__Available records__.
━━━━━━

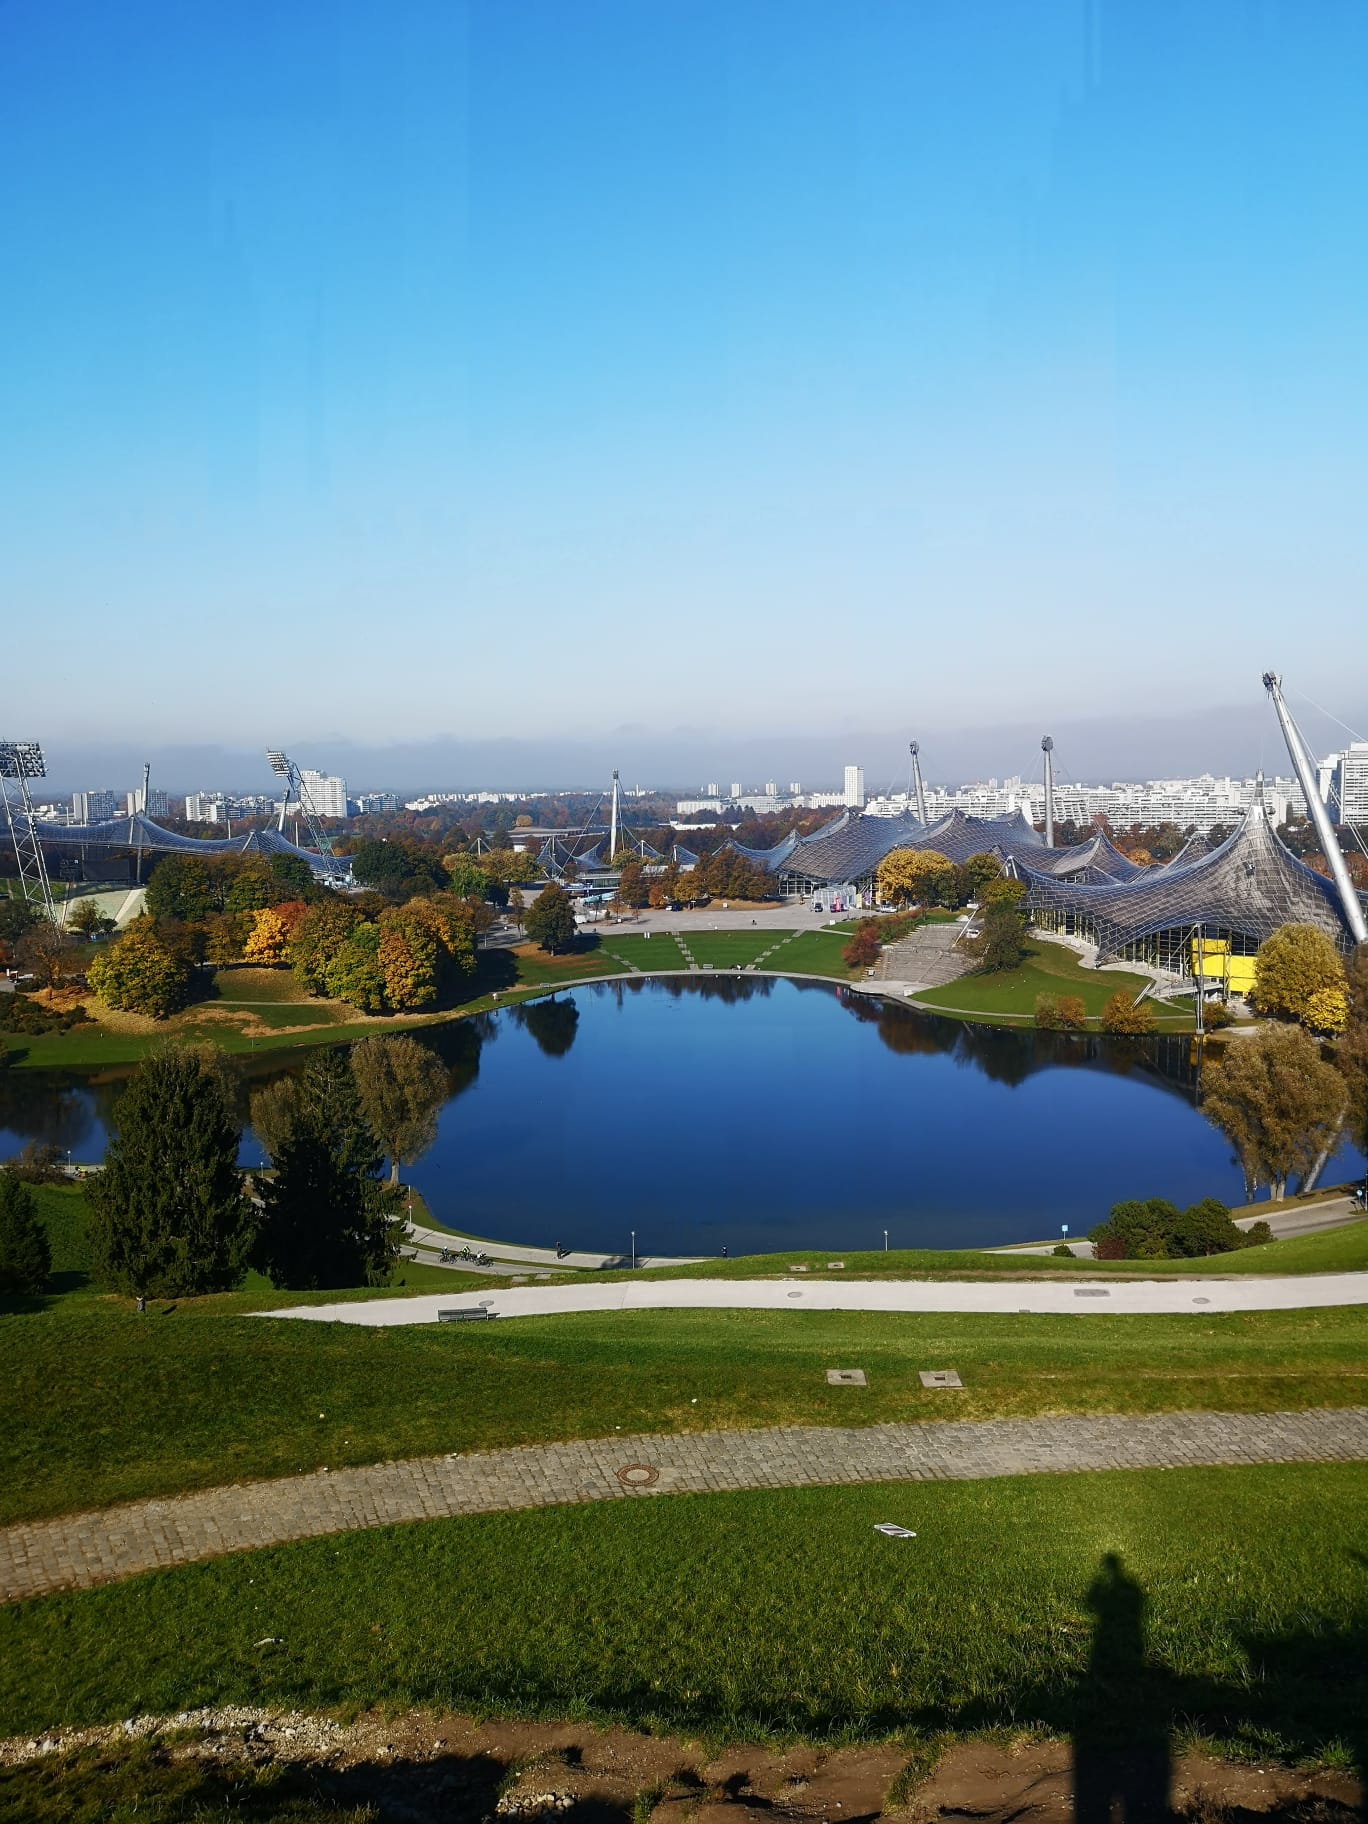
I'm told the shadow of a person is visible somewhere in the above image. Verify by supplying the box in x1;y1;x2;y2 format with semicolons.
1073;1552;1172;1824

━━━━━━

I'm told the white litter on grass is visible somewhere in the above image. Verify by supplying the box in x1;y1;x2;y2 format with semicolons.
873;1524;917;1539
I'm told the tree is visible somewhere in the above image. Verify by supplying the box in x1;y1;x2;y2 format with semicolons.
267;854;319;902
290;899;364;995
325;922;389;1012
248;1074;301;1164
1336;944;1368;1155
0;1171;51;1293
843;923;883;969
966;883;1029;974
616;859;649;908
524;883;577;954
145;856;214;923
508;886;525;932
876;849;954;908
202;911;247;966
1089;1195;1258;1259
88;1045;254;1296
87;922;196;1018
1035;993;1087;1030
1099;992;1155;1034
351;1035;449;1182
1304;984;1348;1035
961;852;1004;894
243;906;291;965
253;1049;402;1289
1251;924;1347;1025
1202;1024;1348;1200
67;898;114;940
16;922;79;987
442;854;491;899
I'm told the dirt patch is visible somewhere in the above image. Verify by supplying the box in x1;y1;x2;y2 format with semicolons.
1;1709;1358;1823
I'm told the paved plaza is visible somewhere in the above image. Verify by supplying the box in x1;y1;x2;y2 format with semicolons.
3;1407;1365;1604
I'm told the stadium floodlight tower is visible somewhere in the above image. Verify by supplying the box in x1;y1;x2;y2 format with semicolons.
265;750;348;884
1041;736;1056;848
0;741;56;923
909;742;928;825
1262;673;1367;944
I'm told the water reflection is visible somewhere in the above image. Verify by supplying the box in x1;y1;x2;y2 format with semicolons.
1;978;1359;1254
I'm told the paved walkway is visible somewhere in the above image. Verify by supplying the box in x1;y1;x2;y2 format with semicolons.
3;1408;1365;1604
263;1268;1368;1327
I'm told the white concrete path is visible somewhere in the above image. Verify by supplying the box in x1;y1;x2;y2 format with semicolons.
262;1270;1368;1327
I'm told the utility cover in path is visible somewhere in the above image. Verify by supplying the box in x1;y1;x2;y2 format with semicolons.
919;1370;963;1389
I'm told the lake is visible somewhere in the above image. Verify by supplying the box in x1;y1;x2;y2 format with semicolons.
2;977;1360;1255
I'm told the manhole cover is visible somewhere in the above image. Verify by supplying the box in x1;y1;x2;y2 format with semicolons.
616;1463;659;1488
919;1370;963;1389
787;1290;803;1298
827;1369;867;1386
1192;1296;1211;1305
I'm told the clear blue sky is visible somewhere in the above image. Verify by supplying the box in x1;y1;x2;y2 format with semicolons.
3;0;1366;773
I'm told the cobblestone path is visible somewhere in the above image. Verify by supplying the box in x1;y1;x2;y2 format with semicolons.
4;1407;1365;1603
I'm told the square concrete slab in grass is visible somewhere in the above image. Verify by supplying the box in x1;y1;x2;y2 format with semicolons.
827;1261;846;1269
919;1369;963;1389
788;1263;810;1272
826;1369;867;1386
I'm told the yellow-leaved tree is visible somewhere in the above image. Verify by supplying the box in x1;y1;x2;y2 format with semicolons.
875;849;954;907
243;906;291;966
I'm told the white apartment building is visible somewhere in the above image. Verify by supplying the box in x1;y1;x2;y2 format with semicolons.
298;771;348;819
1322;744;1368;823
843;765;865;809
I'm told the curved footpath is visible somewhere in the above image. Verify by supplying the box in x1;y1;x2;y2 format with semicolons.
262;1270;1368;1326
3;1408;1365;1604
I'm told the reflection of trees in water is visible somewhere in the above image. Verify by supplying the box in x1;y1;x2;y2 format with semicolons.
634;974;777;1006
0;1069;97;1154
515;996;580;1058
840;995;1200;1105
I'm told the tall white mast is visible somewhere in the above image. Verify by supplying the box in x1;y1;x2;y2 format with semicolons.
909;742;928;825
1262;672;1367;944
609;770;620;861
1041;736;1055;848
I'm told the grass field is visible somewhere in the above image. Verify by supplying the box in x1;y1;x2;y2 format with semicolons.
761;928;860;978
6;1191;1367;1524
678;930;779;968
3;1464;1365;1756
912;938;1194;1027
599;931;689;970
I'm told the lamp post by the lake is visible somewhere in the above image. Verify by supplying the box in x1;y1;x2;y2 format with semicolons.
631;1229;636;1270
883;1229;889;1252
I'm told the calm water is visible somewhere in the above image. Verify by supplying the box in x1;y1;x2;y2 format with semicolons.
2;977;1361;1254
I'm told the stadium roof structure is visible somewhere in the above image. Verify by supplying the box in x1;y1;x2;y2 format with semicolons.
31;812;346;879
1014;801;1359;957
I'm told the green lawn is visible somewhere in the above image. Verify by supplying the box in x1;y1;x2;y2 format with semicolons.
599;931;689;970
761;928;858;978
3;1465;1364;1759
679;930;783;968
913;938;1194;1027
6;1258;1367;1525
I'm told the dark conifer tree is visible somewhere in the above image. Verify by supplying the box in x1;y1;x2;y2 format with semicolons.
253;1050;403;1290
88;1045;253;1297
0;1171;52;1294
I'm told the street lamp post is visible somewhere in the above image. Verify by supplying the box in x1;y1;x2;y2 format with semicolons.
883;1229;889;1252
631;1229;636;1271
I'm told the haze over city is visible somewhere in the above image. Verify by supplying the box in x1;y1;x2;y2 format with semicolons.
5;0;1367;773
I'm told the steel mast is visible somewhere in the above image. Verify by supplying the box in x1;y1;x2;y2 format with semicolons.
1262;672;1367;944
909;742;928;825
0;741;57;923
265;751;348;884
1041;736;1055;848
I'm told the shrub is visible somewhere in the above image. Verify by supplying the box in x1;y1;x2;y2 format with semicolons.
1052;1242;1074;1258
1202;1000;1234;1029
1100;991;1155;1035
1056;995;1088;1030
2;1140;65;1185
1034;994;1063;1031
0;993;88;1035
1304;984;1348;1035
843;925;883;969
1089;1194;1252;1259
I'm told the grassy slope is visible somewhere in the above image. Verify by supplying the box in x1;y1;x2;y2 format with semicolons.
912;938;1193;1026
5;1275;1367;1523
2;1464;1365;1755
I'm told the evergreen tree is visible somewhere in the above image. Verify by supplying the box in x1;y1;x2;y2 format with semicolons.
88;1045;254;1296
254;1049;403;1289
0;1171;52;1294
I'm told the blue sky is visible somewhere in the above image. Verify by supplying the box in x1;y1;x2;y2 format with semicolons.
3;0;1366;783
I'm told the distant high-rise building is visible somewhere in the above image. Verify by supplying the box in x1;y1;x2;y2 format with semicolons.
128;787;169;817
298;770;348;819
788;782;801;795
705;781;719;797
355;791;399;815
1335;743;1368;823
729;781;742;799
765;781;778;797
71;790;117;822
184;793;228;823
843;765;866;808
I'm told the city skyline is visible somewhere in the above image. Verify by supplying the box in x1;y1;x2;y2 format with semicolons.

━━━━━━

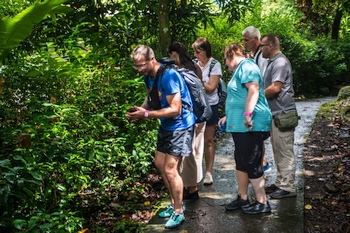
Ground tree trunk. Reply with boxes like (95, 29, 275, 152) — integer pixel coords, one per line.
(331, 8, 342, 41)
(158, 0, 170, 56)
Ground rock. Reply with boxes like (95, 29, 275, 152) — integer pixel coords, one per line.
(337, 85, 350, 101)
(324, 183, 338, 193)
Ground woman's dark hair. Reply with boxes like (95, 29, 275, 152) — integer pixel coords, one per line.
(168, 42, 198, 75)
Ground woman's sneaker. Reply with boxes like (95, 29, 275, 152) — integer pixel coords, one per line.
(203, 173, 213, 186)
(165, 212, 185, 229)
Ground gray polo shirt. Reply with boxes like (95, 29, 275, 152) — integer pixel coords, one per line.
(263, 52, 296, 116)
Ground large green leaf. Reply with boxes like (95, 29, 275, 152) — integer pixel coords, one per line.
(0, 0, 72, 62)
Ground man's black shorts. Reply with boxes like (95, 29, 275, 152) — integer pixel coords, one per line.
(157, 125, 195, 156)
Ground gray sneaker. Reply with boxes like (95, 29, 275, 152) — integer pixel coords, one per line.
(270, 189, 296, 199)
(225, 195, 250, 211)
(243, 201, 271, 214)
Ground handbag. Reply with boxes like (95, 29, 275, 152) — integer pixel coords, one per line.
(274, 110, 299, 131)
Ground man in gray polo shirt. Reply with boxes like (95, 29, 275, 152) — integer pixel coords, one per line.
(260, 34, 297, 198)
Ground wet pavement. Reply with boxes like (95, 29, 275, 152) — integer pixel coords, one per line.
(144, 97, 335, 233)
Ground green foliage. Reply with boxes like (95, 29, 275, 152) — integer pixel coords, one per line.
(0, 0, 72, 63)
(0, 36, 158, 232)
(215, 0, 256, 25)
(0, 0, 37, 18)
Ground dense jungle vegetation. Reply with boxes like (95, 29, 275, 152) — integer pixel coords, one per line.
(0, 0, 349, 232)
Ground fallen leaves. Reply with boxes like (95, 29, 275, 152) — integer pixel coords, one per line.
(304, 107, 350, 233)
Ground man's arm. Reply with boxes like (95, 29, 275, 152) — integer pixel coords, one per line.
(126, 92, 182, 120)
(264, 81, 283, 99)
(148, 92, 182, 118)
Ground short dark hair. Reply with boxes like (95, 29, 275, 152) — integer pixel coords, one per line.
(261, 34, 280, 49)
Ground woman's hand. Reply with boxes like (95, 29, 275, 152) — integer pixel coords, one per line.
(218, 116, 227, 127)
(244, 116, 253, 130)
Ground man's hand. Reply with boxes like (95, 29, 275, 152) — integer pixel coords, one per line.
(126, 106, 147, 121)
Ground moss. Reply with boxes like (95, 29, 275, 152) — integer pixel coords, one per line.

━━━━━━

Your task for the entries above: copy exactly the span starting with the line with "Ground man's hand." and going on through the line with "Ground moss. Reply", both lines included, and nothing else.

__Expected output__.
Ground man's hand. Reply with boxes like (95, 29, 275, 152) — integer pixel coords, one per line.
(126, 106, 147, 121)
Ground moss. Reply with boxes like (95, 29, 275, 152) — integer pixel coords, one per line.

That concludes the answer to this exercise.